=== Section Start ===

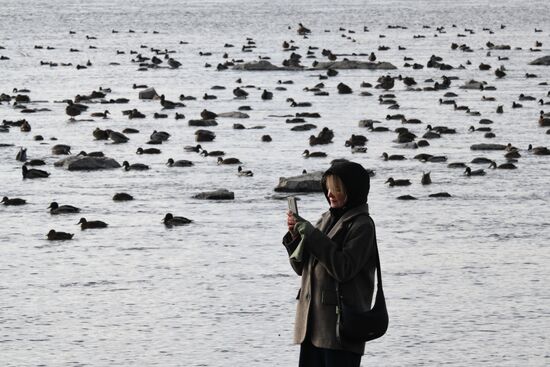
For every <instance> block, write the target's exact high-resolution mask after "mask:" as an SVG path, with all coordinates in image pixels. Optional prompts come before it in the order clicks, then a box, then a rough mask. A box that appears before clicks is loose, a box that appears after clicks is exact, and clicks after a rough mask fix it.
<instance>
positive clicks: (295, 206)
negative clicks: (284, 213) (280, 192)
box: [287, 196, 298, 215]
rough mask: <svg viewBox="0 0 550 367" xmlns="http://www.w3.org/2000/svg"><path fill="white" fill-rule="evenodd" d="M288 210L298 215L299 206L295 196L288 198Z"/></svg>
mask: <svg viewBox="0 0 550 367" xmlns="http://www.w3.org/2000/svg"><path fill="white" fill-rule="evenodd" d="M287 199H288V209H289V210H290V211H291V212H293V213H294V214H296V215H298V204H297V202H296V198H295V197H294V196H289V197H288V198H287Z"/></svg>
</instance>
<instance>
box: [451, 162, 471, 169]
mask: <svg viewBox="0 0 550 367" xmlns="http://www.w3.org/2000/svg"><path fill="white" fill-rule="evenodd" d="M447 167H449V168H466V167H467V166H466V163H464V162H452V163H449V164H448V165H447Z"/></svg>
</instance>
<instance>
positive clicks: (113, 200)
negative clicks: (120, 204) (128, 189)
mask: <svg viewBox="0 0 550 367" xmlns="http://www.w3.org/2000/svg"><path fill="white" fill-rule="evenodd" d="M130 200H134V197H133V196H132V195H130V194H127V193H125V192H117V193H116V194H114V195H113V201H130Z"/></svg>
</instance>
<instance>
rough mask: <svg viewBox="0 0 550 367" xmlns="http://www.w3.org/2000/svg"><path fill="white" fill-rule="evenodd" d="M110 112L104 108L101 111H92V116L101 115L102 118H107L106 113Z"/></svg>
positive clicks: (97, 116)
mask: <svg viewBox="0 0 550 367" xmlns="http://www.w3.org/2000/svg"><path fill="white" fill-rule="evenodd" d="M109 114H111V113H110V112H109V111H108V110H105V111H103V112H94V113H92V115H91V116H92V117H102V118H104V119H106V118H107V115H109Z"/></svg>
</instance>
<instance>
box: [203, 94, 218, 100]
mask: <svg viewBox="0 0 550 367" xmlns="http://www.w3.org/2000/svg"><path fill="white" fill-rule="evenodd" d="M217 98H218V97H216V96H215V95H213V94H208V93H204V95H203V96H202V99H204V100H208V99H217Z"/></svg>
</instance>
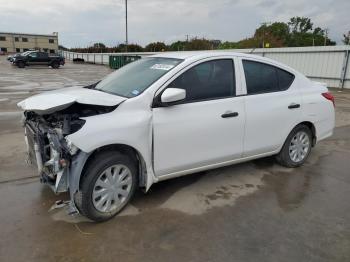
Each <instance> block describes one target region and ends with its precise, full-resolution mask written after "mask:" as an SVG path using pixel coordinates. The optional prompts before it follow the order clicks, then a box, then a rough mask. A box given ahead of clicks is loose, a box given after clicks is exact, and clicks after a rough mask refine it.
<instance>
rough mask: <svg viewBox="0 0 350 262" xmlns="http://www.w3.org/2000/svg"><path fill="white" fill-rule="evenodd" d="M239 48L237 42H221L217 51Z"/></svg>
mask: <svg viewBox="0 0 350 262" xmlns="http://www.w3.org/2000/svg"><path fill="white" fill-rule="evenodd" d="M236 48H239V45H238V43H237V42H229V41H226V42H223V43H221V44H220V45H219V47H218V49H236Z"/></svg>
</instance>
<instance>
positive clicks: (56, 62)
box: [51, 62, 60, 69]
mask: <svg viewBox="0 0 350 262" xmlns="http://www.w3.org/2000/svg"><path fill="white" fill-rule="evenodd" d="M51 67H52V68H54V69H58V68H59V67H60V64H59V63H58V62H53V63H52V64H51Z"/></svg>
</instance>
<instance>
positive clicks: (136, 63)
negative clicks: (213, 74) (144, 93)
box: [95, 57, 183, 98]
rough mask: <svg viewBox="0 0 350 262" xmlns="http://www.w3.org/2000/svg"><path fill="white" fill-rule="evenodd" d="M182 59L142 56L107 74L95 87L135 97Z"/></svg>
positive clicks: (160, 77)
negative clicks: (120, 68)
mask: <svg viewBox="0 0 350 262" xmlns="http://www.w3.org/2000/svg"><path fill="white" fill-rule="evenodd" d="M182 61H183V60H181V59H173V58H160V57H149V58H143V59H140V60H138V61H136V62H133V63H130V64H128V65H127V66H125V67H122V68H121V69H119V70H117V71H115V72H114V73H112V74H110V75H108V76H107V77H106V78H104V79H103V80H102V81H101V82H99V83H98V84H97V85H96V87H95V88H96V89H98V90H101V91H105V92H108V93H112V94H115V95H119V96H123V97H128V98H131V97H135V96H138V95H139V94H141V93H142V92H143V91H144V90H146V89H147V88H148V87H149V86H150V85H151V84H153V83H154V82H155V81H157V80H158V79H159V78H161V77H162V76H163V75H165V74H166V73H167V72H169V71H170V70H171V69H173V68H174V67H175V66H177V65H178V64H180V63H181V62H182Z"/></svg>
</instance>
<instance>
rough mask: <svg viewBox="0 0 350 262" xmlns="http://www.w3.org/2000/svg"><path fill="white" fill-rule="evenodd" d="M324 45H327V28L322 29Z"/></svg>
mask: <svg viewBox="0 0 350 262" xmlns="http://www.w3.org/2000/svg"><path fill="white" fill-rule="evenodd" d="M324 35H325V36H324V46H326V45H327V38H328V28H326V29H325V30H324Z"/></svg>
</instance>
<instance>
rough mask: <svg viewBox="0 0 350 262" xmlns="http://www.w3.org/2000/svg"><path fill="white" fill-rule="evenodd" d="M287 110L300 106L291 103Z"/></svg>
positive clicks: (293, 103)
mask: <svg viewBox="0 0 350 262" xmlns="http://www.w3.org/2000/svg"><path fill="white" fill-rule="evenodd" d="M288 108H289V109H295V108H300V104H296V103H292V104H290V105H289V106H288Z"/></svg>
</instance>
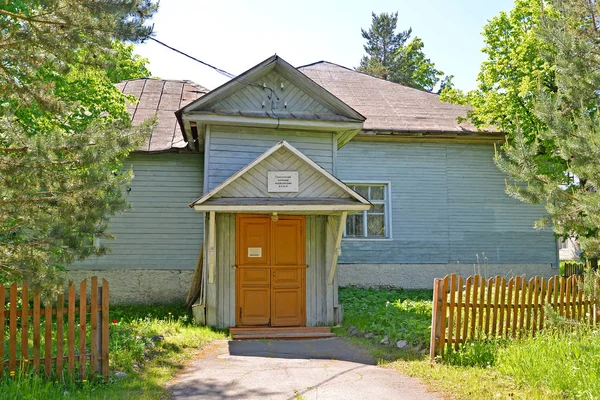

=== Section End ===

All of the entries above should be retyped exactly, with the pictures left out.

Answer space ::
For every <instance> block, write the target's exact high-resolution mask after "mask:" as an SVG path, with all coordinates in image pixels. Optional prompts come before it in the order clicks, then a box, then a rough mask. A box that appears before clicks is loose, a box that appears after clicks is exact, and clicks after a rough mask fix it.
<instance>
positive clicks: (295, 206)
negative clicks: (284, 213) (280, 192)
box: [287, 196, 298, 215]
rough mask: <svg viewBox="0 0 550 367" xmlns="http://www.w3.org/2000/svg"><path fill="white" fill-rule="evenodd" d="M288 210L298 215L299 206L295 196L288 198Z"/></svg>
mask: <svg viewBox="0 0 550 367" xmlns="http://www.w3.org/2000/svg"><path fill="white" fill-rule="evenodd" d="M287 199H288V209H289V210H290V211H291V212H293V213H294V214H296V215H298V204H297V202H296V198H295V197H294V196H289V197H288V198H287Z"/></svg>
</instance>
<instance>
box: [451, 162, 471, 169]
mask: <svg viewBox="0 0 550 367" xmlns="http://www.w3.org/2000/svg"><path fill="white" fill-rule="evenodd" d="M447 167H449V168H466V167H467V166H466V163H464V162H452V163H449V164H448V165H447Z"/></svg>
</instance>
<instance>
positive clicks: (113, 200)
negative clicks: (120, 204) (128, 189)
mask: <svg viewBox="0 0 550 367" xmlns="http://www.w3.org/2000/svg"><path fill="white" fill-rule="evenodd" d="M130 200H134V197H133V196H132V195H130V194H127V193H125V192H117V193H116V194H114V195H113V201H130Z"/></svg>
</instance>
<instance>
rough mask: <svg viewBox="0 0 550 367" xmlns="http://www.w3.org/2000/svg"><path fill="white" fill-rule="evenodd" d="M110 112L104 108L101 111H92V116L101 115L102 118H107L106 113Z"/></svg>
positive clicks: (97, 116)
mask: <svg viewBox="0 0 550 367" xmlns="http://www.w3.org/2000/svg"><path fill="white" fill-rule="evenodd" d="M109 114H111V113H110V112H109V111H108V110H105V111H103V112H94V113H92V115H91V116H92V117H102V118H104V119H106V118H107V115H109Z"/></svg>
</instance>
<instance>
box: [203, 94, 218, 100]
mask: <svg viewBox="0 0 550 367" xmlns="http://www.w3.org/2000/svg"><path fill="white" fill-rule="evenodd" d="M217 98H218V97H216V96H215V95H213V94H208V93H204V95H203V96H202V99H204V100H208V99H217Z"/></svg>
</instance>
Each <instance> block describes one target region and ends with its precise, full-resolution mask written after "mask:" as an SVG path using pixel coordinates. The optional prompts before it follow the order clicks, then a box, then a rough mask. A box given ahead of clicks is loose, a box given after clicks is exact, and clicks after a rough mask refine it.
<instance>
rough mask: <svg viewBox="0 0 350 262" xmlns="http://www.w3.org/2000/svg"><path fill="white" fill-rule="evenodd" d="M239 48L237 42H221L217 51Z"/></svg>
mask: <svg viewBox="0 0 350 262" xmlns="http://www.w3.org/2000/svg"><path fill="white" fill-rule="evenodd" d="M236 48H239V45H238V43H237V42H229V41H226V42H223V43H221V44H220V45H219V47H218V49H236Z"/></svg>
</instance>
<instance>
positive clicks: (56, 62)
box: [51, 62, 60, 69]
mask: <svg viewBox="0 0 350 262" xmlns="http://www.w3.org/2000/svg"><path fill="white" fill-rule="evenodd" d="M51 67H52V68H54V69H58V68H59V67H60V64H59V63H58V62H53V63H52V64H51Z"/></svg>
</instance>
<instance>
positive clicks: (136, 63)
negative clicks: (213, 74) (144, 93)
box: [95, 57, 183, 98]
rough mask: <svg viewBox="0 0 350 262" xmlns="http://www.w3.org/2000/svg"><path fill="white" fill-rule="evenodd" d="M182 59L142 56L107 74L95 87L135 97Z"/></svg>
positive clicks: (160, 77)
negative clicks: (120, 68)
mask: <svg viewBox="0 0 350 262" xmlns="http://www.w3.org/2000/svg"><path fill="white" fill-rule="evenodd" d="M182 61H183V60H181V59H173V58H160V57H149V58H143V59H140V60H138V61H136V62H133V63H130V64H128V65H127V66H125V67H122V68H121V69H119V70H117V71H115V72H114V73H112V74H110V75H108V76H107V77H106V78H104V79H103V80H102V81H101V82H99V83H98V84H97V85H96V87H95V88H96V89H98V90H101V91H105V92H108V93H112V94H115V95H119V96H123V97H128V98H131V97H135V96H138V95H139V94H141V93H142V92H143V91H144V90H146V89H147V88H148V87H149V86H150V85H151V84H153V83H154V82H155V81H157V80H158V79H159V78H161V77H162V76H163V75H165V74H166V73H167V72H169V71H170V70H171V69H173V68H174V67H175V66H177V65H178V64H180V63H181V62H182Z"/></svg>
</instance>
<instance>
rough mask: <svg viewBox="0 0 350 262" xmlns="http://www.w3.org/2000/svg"><path fill="white" fill-rule="evenodd" d="M324 45H327V28L322 29Z"/></svg>
mask: <svg viewBox="0 0 350 262" xmlns="http://www.w3.org/2000/svg"><path fill="white" fill-rule="evenodd" d="M324 35H325V36H324V46H326V45H327V38H328V28H326V29H325V30H324Z"/></svg>
</instance>
<instance>
rough mask: <svg viewBox="0 0 350 262" xmlns="http://www.w3.org/2000/svg"><path fill="white" fill-rule="evenodd" d="M287 110L300 106L291 103Z"/></svg>
positive clicks: (293, 103)
mask: <svg viewBox="0 0 350 262" xmlns="http://www.w3.org/2000/svg"><path fill="white" fill-rule="evenodd" d="M288 108H289V109H295V108H300V104H296V103H292V104H290V105H289V106H288Z"/></svg>
</instance>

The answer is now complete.